____ The input

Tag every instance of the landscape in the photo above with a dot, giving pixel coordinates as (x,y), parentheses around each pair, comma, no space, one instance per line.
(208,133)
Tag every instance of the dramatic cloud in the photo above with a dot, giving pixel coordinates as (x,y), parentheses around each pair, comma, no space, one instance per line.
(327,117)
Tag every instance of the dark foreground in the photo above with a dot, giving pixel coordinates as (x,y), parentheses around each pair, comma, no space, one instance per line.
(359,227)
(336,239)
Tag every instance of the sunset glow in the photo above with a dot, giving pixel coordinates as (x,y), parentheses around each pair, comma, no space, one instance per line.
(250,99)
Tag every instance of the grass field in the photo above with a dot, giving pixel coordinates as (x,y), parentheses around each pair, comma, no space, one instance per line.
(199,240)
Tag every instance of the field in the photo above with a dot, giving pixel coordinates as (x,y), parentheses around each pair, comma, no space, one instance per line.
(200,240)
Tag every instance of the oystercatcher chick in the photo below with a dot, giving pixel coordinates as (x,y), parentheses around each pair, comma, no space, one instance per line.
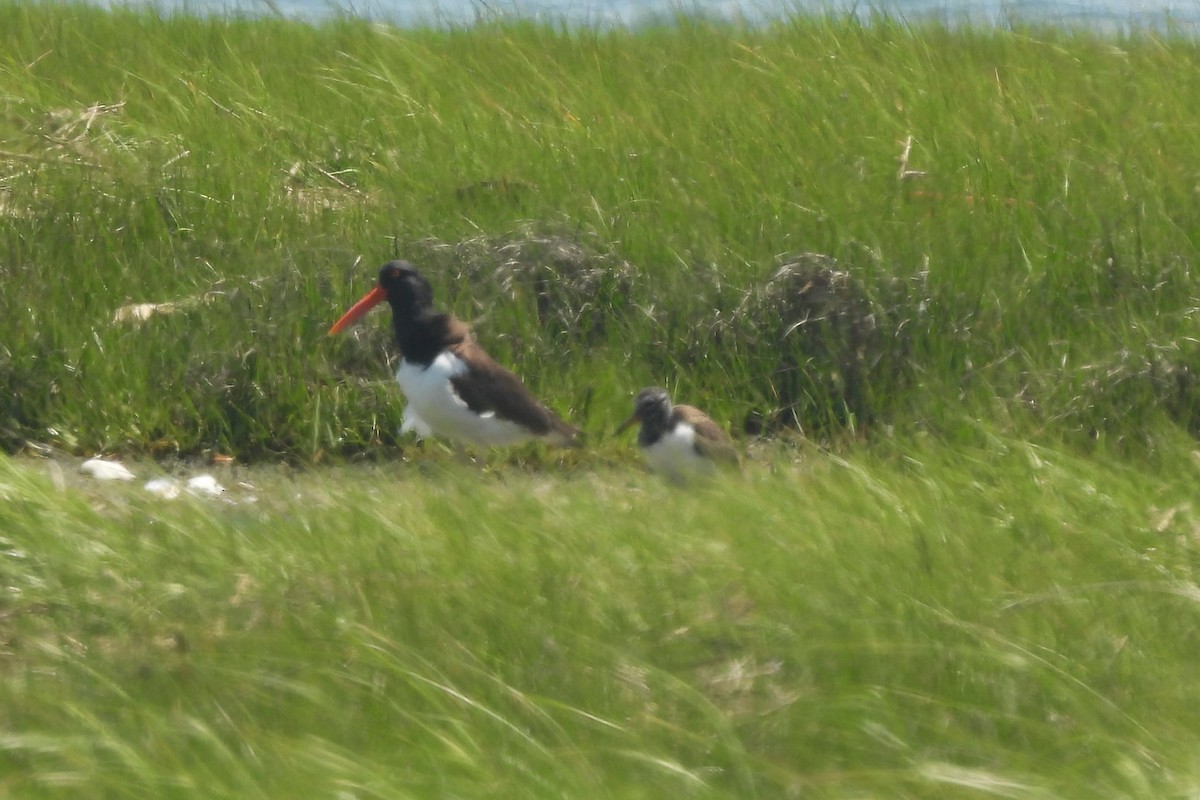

________

> Direction
Reproduce every one of the entries above word for word, omitting the picture.

> Response for this exercise
Tag every instance of the landscape in the photo above with a dot, giving pixel coordinates as (x,y), parentheses around each pair, comma, no space, one instance per line.
(208,133)
Tag every instance of the dramatic cloud in the photo above with a dot, giving pixel coordinates as (x,y), parentheses around each pair, comma, no space, one instance per line.
(327,117)
Tag every instance of the dark foreground in the photo above with a dot, giving pixel coordinates as (x,y), parentheses around each pair, comma, no space, one instance per line.
(359,227)
(336,239)
Tag every instance of the sunset glow in the photo above with a dot, giving pixel coordinates as (x,y), parentheses around each pair, comma, no space, one instance per line.
(250,99)
Tag every instance of the grass field in the photo above with a dot, giving pixel coordinates as (x,y), parentheses around each pair, comma, no space, one instance per line.
(199,240)
Tag every instance of the field in the photo above with a dot, giving pixel coordinates as (x,y), parentheses around each pair, comma, no space, one instance per line.
(200,240)
Tag every instance of the oystercatcher chick in the photo below with a dot, giving pixel coordinates as (x,y), parentheses around each pair, comma, no space, one instance per line.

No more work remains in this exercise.